## TEXT BLOCK
For some scholars, like Milton’s early biographer David Masson, and more recently others like Christopher Hill, William Riley Parker and Sabrina Baron, Milton never gave up his radical commitment, and either carried out his duties rather perfunctorily or was able to work for reform from the inside. For others, like Stephen Dobranski and Abbe Blum, Milton acted inconsistently.  This is one of those questions that scholars will probably argue about forever, because of the lack of surviving evidence. We have the Stationers’ Company records for the issues of Mercurius Politicus which Milton approved – although these don’t tell us whether content was ever altered or deleted before editions were licensed. The minutes of the Council of State record various licensing or censoring tasks which they asked Milton to carry out. And that’s about it, save for second-hand remarks by contemporaries and a later reference Milton made to the Licensing Act of 1649. Unless other evidence turns up, we will probably never know for certain what made Milton take on the role.

Robertson’s argument is that there is less conflict than many have thought between the Licensing Act which the Commonwealth introduced in September 1649, and the critique of pre-publication licensing set out in Areopagitica. There are two central planks to his argument.

## WRITTEN PROBLEM 1
State how many lines of the entries contain the word "feather", treating uppercase and lowercase as different. Give only the number.
The text and the entries come from unrelated sources.

(Entries from a collection)

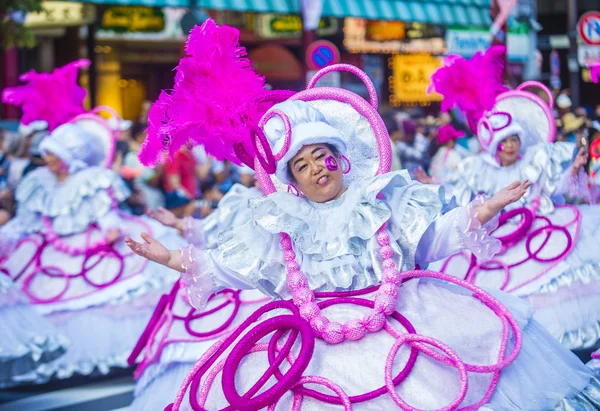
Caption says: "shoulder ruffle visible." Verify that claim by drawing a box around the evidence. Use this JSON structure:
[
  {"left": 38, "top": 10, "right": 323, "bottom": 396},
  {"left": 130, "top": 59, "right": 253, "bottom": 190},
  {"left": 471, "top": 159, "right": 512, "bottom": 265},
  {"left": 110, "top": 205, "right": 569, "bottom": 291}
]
[
  {"left": 452, "top": 142, "right": 576, "bottom": 214},
  {"left": 213, "top": 171, "right": 449, "bottom": 298},
  {"left": 16, "top": 167, "right": 130, "bottom": 235}
]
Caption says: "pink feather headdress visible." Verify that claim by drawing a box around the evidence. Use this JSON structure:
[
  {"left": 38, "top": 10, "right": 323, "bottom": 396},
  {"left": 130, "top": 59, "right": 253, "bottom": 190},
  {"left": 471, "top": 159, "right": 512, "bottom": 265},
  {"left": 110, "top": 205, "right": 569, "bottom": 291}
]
[
  {"left": 2, "top": 59, "right": 90, "bottom": 131},
  {"left": 430, "top": 46, "right": 507, "bottom": 131},
  {"left": 139, "top": 19, "right": 265, "bottom": 166}
]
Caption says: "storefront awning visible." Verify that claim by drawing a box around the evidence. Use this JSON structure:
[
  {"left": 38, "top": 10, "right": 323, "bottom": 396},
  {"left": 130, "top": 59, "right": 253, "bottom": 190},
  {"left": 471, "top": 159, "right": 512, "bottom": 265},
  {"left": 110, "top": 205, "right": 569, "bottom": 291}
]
[{"left": 74, "top": 0, "right": 490, "bottom": 26}]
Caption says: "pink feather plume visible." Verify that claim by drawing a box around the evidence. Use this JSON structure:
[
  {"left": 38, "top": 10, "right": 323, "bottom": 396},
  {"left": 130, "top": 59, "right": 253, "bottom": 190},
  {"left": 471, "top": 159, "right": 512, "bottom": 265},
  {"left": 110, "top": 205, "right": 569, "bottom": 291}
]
[
  {"left": 2, "top": 59, "right": 90, "bottom": 131},
  {"left": 139, "top": 19, "right": 265, "bottom": 166},
  {"left": 430, "top": 46, "right": 507, "bottom": 131}
]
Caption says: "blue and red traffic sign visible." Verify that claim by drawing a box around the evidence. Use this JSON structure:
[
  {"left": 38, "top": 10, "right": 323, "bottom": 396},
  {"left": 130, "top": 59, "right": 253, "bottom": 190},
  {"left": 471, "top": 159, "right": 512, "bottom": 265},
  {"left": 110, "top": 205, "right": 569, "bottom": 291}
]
[{"left": 306, "top": 40, "right": 340, "bottom": 70}]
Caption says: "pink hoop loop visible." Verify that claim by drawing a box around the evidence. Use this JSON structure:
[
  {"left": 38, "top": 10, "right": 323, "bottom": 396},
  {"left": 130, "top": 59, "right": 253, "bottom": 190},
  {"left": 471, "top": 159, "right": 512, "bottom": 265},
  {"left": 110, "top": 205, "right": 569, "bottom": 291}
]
[
  {"left": 255, "top": 87, "right": 392, "bottom": 194},
  {"left": 233, "top": 143, "right": 254, "bottom": 170},
  {"left": 258, "top": 109, "right": 292, "bottom": 161},
  {"left": 517, "top": 81, "right": 554, "bottom": 109},
  {"left": 306, "top": 64, "right": 379, "bottom": 110},
  {"left": 340, "top": 155, "right": 352, "bottom": 174},
  {"left": 385, "top": 334, "right": 469, "bottom": 411},
  {"left": 496, "top": 89, "right": 556, "bottom": 143},
  {"left": 477, "top": 116, "right": 494, "bottom": 149},
  {"left": 250, "top": 127, "right": 277, "bottom": 174}
]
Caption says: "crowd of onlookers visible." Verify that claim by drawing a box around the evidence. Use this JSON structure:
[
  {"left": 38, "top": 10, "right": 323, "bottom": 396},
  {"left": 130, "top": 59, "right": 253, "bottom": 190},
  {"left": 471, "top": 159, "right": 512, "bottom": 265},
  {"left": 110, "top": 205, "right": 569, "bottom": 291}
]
[{"left": 0, "top": 94, "right": 600, "bottom": 230}]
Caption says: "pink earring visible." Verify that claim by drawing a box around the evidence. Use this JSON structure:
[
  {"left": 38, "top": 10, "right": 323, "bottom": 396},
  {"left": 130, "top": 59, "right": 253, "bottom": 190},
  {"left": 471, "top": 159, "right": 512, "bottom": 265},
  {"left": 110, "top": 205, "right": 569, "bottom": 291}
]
[
  {"left": 288, "top": 183, "right": 300, "bottom": 197},
  {"left": 325, "top": 156, "right": 340, "bottom": 171},
  {"left": 340, "top": 156, "right": 352, "bottom": 174}
]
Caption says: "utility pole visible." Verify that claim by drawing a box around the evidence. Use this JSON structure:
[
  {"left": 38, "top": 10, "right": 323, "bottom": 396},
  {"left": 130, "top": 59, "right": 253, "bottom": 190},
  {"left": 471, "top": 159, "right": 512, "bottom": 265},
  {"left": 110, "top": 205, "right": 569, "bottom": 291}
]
[
  {"left": 567, "top": 0, "right": 581, "bottom": 107},
  {"left": 300, "top": 0, "right": 323, "bottom": 85}
]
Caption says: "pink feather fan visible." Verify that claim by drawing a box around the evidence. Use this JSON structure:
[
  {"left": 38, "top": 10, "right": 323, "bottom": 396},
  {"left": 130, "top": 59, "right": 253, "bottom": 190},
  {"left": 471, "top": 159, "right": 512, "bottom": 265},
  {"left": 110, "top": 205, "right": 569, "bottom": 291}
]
[
  {"left": 430, "top": 46, "right": 507, "bottom": 131},
  {"left": 2, "top": 59, "right": 90, "bottom": 131},
  {"left": 139, "top": 19, "right": 265, "bottom": 166}
]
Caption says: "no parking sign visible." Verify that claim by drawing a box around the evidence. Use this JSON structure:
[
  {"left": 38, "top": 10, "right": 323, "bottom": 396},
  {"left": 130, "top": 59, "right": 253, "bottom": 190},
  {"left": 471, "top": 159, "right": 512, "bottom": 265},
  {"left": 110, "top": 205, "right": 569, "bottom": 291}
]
[
  {"left": 306, "top": 40, "right": 340, "bottom": 70},
  {"left": 577, "top": 11, "right": 600, "bottom": 46}
]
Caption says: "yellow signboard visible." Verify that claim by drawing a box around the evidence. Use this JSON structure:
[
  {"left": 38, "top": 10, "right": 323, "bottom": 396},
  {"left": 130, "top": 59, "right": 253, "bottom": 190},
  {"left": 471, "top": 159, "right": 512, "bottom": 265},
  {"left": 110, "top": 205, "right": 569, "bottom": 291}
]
[
  {"left": 390, "top": 54, "right": 442, "bottom": 106},
  {"left": 25, "top": 1, "right": 96, "bottom": 28}
]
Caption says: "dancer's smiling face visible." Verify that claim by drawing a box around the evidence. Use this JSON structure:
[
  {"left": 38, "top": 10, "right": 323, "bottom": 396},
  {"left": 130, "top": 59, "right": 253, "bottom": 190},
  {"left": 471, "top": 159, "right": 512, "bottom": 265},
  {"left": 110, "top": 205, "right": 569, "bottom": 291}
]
[
  {"left": 498, "top": 135, "right": 521, "bottom": 167},
  {"left": 44, "top": 153, "right": 68, "bottom": 175},
  {"left": 288, "top": 144, "right": 346, "bottom": 203}
]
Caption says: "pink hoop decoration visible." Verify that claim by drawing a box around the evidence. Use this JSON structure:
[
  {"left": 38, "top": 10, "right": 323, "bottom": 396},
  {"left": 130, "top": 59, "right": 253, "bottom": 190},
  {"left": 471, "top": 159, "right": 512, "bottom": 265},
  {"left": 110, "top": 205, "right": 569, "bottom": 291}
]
[
  {"left": 250, "top": 126, "right": 277, "bottom": 174},
  {"left": 496, "top": 89, "right": 556, "bottom": 143},
  {"left": 255, "top": 86, "right": 392, "bottom": 195},
  {"left": 69, "top": 107, "right": 117, "bottom": 168},
  {"left": 477, "top": 116, "right": 494, "bottom": 151},
  {"left": 517, "top": 81, "right": 554, "bottom": 109},
  {"left": 385, "top": 334, "right": 469, "bottom": 411},
  {"left": 257, "top": 109, "right": 292, "bottom": 161},
  {"left": 306, "top": 64, "right": 379, "bottom": 110},
  {"left": 233, "top": 143, "right": 254, "bottom": 170}
]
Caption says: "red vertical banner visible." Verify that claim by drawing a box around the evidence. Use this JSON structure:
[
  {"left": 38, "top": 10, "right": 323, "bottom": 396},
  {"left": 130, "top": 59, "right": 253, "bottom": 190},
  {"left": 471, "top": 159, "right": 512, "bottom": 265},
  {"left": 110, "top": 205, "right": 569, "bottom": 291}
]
[
  {"left": 1, "top": 47, "right": 19, "bottom": 120},
  {"left": 490, "top": 0, "right": 518, "bottom": 81}
]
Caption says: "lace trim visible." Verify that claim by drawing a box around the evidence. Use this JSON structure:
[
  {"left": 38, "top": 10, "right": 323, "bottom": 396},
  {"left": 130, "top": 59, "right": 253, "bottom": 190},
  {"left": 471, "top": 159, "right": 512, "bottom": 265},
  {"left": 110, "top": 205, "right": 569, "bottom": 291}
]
[
  {"left": 179, "top": 244, "right": 218, "bottom": 308},
  {"left": 454, "top": 195, "right": 502, "bottom": 261}
]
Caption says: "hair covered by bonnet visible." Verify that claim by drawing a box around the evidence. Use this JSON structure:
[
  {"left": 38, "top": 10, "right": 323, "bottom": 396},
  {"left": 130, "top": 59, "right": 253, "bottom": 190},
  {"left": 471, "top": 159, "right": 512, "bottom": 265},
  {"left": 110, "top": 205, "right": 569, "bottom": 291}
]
[
  {"left": 40, "top": 123, "right": 102, "bottom": 174},
  {"left": 264, "top": 100, "right": 346, "bottom": 184}
]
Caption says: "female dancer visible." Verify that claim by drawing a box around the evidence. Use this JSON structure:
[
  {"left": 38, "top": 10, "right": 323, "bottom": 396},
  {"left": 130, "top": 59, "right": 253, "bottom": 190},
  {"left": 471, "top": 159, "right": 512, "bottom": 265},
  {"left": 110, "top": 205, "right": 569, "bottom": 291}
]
[
  {"left": 0, "top": 274, "right": 69, "bottom": 388},
  {"left": 130, "top": 180, "right": 270, "bottom": 411},
  {"left": 432, "top": 46, "right": 600, "bottom": 349},
  {"left": 127, "top": 20, "right": 599, "bottom": 410},
  {"left": 0, "top": 63, "right": 179, "bottom": 383}
]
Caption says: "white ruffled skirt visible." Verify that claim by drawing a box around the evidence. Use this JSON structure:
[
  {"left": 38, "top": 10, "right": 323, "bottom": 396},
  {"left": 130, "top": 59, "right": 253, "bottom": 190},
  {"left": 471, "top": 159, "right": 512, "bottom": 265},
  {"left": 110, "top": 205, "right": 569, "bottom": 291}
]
[
  {"left": 429, "top": 205, "right": 600, "bottom": 350},
  {"left": 130, "top": 290, "right": 269, "bottom": 411},
  {"left": 141, "top": 279, "right": 600, "bottom": 411},
  {"left": 2, "top": 218, "right": 183, "bottom": 383},
  {"left": 0, "top": 274, "right": 69, "bottom": 388}
]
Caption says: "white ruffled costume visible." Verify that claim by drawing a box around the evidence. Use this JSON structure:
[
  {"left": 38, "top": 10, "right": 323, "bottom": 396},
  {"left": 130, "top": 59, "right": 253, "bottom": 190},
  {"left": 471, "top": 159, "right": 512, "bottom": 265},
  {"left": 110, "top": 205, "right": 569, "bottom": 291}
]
[
  {"left": 130, "top": 184, "right": 265, "bottom": 411},
  {"left": 0, "top": 124, "right": 180, "bottom": 383},
  {"left": 0, "top": 274, "right": 69, "bottom": 388},
  {"left": 163, "top": 101, "right": 600, "bottom": 410},
  {"left": 432, "top": 106, "right": 600, "bottom": 349}
]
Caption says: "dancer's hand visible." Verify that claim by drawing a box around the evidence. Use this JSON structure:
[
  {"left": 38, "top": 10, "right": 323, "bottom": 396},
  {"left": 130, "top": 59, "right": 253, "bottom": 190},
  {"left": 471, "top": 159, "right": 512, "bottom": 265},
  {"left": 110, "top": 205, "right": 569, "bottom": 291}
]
[
  {"left": 571, "top": 147, "right": 587, "bottom": 175},
  {"left": 106, "top": 228, "right": 121, "bottom": 244},
  {"left": 146, "top": 207, "right": 183, "bottom": 231},
  {"left": 415, "top": 167, "right": 435, "bottom": 184},
  {"left": 486, "top": 180, "right": 531, "bottom": 214},
  {"left": 125, "top": 233, "right": 173, "bottom": 266}
]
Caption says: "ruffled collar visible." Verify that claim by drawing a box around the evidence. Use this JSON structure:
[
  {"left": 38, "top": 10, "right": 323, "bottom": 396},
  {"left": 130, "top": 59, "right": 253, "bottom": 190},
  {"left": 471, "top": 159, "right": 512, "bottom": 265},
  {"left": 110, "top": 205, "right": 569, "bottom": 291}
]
[
  {"left": 453, "top": 143, "right": 575, "bottom": 214},
  {"left": 250, "top": 170, "right": 410, "bottom": 259},
  {"left": 16, "top": 167, "right": 129, "bottom": 235}
]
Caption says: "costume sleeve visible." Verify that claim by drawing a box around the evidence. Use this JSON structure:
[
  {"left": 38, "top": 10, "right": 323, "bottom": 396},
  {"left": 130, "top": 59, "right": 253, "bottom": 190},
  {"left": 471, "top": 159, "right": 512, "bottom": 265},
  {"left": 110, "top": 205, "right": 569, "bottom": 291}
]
[
  {"left": 415, "top": 196, "right": 501, "bottom": 264},
  {"left": 180, "top": 244, "right": 256, "bottom": 308}
]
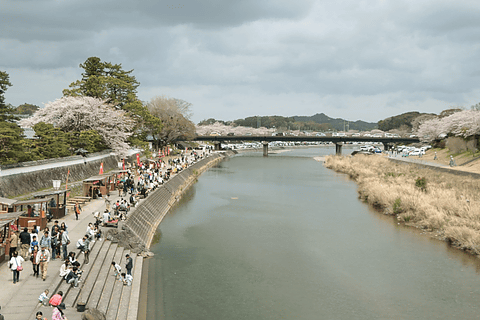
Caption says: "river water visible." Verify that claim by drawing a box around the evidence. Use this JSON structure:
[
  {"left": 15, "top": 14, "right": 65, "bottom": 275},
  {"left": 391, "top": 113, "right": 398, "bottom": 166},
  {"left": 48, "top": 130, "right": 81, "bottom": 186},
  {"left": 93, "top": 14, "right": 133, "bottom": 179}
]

## WRITTEN PROBLEM 2
According to the text on Milton and licensing, when did the Commonwealth introduce its Licensing Act?

## WRITTEN RESPONSE 1
3

## WRITTEN RESPONSE 2
September 1649